§ WORK TO COMPLETE: Restate the full listing word for word; images stay out of it.
BEGIN RECORD SET
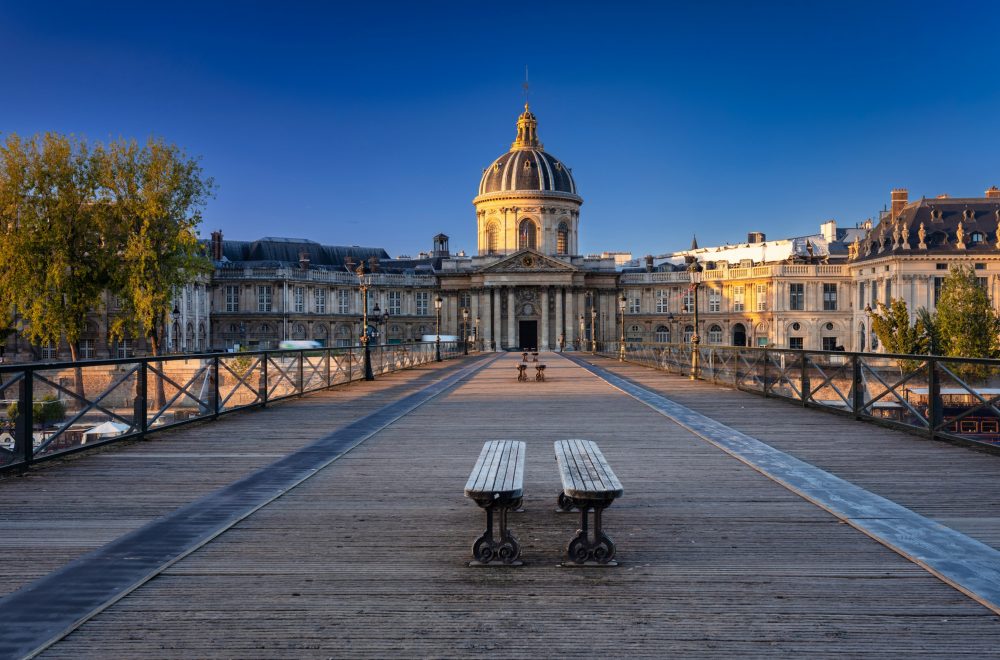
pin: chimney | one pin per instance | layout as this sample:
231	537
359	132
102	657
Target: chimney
829	230
217	245
899	197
END RECORD SET
§ ANSWER TO THIS PROBLEM:
pin: chimney | one pin per instance | layout as this sample:
231	537
359	132
102	657
Target: chimney
829	230
217	245
899	197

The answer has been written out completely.